What is required: Can you write out every line of the data below, requests included, with each coordinate in the answers shifted by -64?

— Start of Excerpted data —

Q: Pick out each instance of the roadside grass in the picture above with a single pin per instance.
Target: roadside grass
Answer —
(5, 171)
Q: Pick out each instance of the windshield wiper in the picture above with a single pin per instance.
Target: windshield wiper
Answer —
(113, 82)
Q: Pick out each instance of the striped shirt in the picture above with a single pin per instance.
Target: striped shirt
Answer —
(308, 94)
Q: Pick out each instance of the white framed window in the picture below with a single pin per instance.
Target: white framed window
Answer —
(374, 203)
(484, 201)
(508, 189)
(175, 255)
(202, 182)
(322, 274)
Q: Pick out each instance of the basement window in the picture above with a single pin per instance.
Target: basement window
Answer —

— End of Excerpted data —

In response:
Q: Pick out each instance of the roadside grass in the picture above with a single pin per instance.
Target: roadside grass
Answer —
(-59, 107)
Q: Pick out each instance of the windshield wiper in the picture above with a single pin per instance.
Target: windshield wiper
Answer —
(49, 18)
Q: Pick out each instance of the striped shirt in the picture above with a single pin per instance.
Target: striped shirt
Answer —
(244, 30)
Q: Pick out each instance of the white framed window in the picture below with a single pin per instance.
Target: white framed window
Answer —
(310, 139)
(420, 137)
(444, 125)
(111, 191)
(138, 118)
(258, 210)
Q: Pick out each instance of the basement window in the picture above with a single pin per instance.
Target: basement window
Answer —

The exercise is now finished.